==== INFORMATION SUPPLIED

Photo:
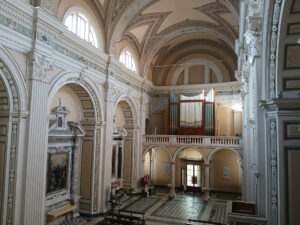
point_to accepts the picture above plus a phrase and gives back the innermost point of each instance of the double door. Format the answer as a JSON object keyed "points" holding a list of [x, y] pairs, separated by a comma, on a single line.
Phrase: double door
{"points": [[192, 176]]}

========
==== INFORMATION SUPPLIED

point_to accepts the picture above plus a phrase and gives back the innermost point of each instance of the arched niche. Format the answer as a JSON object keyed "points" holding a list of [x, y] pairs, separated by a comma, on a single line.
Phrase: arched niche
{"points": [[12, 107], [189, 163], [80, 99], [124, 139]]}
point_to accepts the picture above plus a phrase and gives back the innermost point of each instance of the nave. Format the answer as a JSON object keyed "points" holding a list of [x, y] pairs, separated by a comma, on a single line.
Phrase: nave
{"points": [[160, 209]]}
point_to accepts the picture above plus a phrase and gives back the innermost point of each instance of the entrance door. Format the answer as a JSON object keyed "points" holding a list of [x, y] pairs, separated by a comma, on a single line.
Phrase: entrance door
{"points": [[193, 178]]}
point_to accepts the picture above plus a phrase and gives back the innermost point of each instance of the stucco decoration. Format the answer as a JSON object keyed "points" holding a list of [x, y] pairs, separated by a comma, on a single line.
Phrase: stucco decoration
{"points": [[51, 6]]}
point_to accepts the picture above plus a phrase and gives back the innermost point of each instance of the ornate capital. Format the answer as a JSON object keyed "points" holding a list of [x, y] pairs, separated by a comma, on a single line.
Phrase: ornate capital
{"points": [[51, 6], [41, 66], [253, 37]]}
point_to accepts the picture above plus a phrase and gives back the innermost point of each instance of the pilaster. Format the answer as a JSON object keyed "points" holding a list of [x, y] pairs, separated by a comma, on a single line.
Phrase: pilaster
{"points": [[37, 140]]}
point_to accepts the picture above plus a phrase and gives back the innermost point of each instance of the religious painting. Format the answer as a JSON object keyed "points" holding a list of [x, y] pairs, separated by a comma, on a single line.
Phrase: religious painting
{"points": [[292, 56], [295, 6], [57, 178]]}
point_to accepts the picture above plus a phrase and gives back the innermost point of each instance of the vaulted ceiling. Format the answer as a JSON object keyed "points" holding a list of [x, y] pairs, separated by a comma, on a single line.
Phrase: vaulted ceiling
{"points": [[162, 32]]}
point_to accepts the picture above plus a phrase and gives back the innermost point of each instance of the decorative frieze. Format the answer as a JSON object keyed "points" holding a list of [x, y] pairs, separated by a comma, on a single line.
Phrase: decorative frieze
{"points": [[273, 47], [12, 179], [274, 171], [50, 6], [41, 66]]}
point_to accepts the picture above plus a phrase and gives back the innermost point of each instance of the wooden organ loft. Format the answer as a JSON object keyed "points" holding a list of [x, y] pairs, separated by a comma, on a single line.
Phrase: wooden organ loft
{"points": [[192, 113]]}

========

WORK TO DO:
How many lines of the data above contain the string "entrance", with case counting? Reply with the number alone.

RESPONSE TO THIS TASK:
2